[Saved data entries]
----------

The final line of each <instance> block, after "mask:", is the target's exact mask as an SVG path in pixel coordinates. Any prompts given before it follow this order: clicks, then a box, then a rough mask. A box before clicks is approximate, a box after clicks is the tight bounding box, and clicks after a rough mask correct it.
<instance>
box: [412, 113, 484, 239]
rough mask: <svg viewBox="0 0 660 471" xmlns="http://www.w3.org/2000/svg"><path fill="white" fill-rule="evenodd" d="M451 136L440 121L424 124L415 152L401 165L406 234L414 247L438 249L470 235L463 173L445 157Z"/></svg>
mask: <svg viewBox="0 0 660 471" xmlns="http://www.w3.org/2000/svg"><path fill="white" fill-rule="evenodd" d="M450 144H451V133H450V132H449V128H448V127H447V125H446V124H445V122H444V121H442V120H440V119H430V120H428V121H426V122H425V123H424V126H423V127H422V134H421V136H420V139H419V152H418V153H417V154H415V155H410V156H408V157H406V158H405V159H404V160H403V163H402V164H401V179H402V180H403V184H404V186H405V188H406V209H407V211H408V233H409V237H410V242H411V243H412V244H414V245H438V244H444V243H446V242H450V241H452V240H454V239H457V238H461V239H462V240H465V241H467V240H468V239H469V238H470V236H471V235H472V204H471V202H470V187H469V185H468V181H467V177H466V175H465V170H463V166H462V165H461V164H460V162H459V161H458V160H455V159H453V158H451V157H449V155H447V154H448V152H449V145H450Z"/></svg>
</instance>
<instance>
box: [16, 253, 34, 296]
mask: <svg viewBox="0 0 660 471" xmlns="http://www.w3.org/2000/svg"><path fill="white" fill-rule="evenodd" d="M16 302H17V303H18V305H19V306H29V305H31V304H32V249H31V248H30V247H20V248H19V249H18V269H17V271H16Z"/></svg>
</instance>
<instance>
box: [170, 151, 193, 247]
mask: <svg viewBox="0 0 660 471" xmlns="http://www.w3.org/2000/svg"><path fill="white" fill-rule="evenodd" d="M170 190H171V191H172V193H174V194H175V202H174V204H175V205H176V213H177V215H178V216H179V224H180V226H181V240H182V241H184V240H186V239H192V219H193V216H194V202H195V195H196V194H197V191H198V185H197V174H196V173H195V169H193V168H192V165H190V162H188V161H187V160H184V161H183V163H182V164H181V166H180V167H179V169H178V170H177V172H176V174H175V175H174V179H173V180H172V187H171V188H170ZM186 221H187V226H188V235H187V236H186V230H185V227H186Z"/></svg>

----------

Work required: Write out a word-for-word copy of every entry above.

Output of the task:
The final line of each <instance> block, after "mask:", is the target's exact mask as an SVG path in pixel coordinates. Any prompts given before it follow this order: clicks, then a box, then a rough mask. A box before clicks is approximate, a box after clicks is the tight bounding box, and clicks after a rough mask correct it.
<instance>
box: [412, 113, 484, 239]
rough mask: <svg viewBox="0 0 660 471" xmlns="http://www.w3.org/2000/svg"><path fill="white" fill-rule="evenodd" d="M451 136L440 121L424 124L415 152L401 165L406 234L414 247L438 249L470 235L463 173L445 157Z"/></svg>
mask: <svg viewBox="0 0 660 471" xmlns="http://www.w3.org/2000/svg"><path fill="white" fill-rule="evenodd" d="M450 144H451V133H450V132H449V128H448V127H447V125H446V124H445V122H444V121H442V120H440V119H430V120H428V121H426V122H425V123H424V126H423V127H422V134H421V136H420V139H419V152H418V153H417V154H415V155H410V156H408V157H406V158H405V159H404V160H403V163H402V164H401V179H402V180H403V184H404V186H405V188H406V209H407V211H408V233H409V237H410V242H411V243H412V244H414V245H438V244H444V243H446V242H450V241H452V240H454V239H457V238H461V239H462V240H465V241H467V240H468V239H469V238H470V236H471V235H472V204H471V202H470V187H469V185H468V181H467V177H466V175H465V170H463V166H462V165H461V164H460V162H459V161H458V160H455V159H453V158H451V157H449V155H447V154H448V152H449V145H450Z"/></svg>
</instance>
<instance>
box: [16, 253, 34, 296]
mask: <svg viewBox="0 0 660 471" xmlns="http://www.w3.org/2000/svg"><path fill="white" fill-rule="evenodd" d="M16 302H17V303H18V305H19V306H29V305H31V304H32V249H31V248H30V247H20V248H19V249H18V269H17V271H16Z"/></svg>
</instance>
<instance>
box: [170, 151, 193, 247]
mask: <svg viewBox="0 0 660 471" xmlns="http://www.w3.org/2000/svg"><path fill="white" fill-rule="evenodd" d="M170 190H171V191H172V193H174V194H175V202H174V204H175V205H176V213H177V215H178V216H179V224H180V226H181V240H182V241H184V240H186V239H192V219H193V216H194V202H195V195H196V194H197V191H198V185H197V174H196V173H195V169H193V168H192V165H190V162H188V161H187V160H184V161H183V163H182V164H181V166H180V167H179V169H178V170H177V172H176V174H175V175H174V179H173V180H172V187H171V188H170ZM186 221H187V226H188V235H187V236H186V230H185V227H186Z"/></svg>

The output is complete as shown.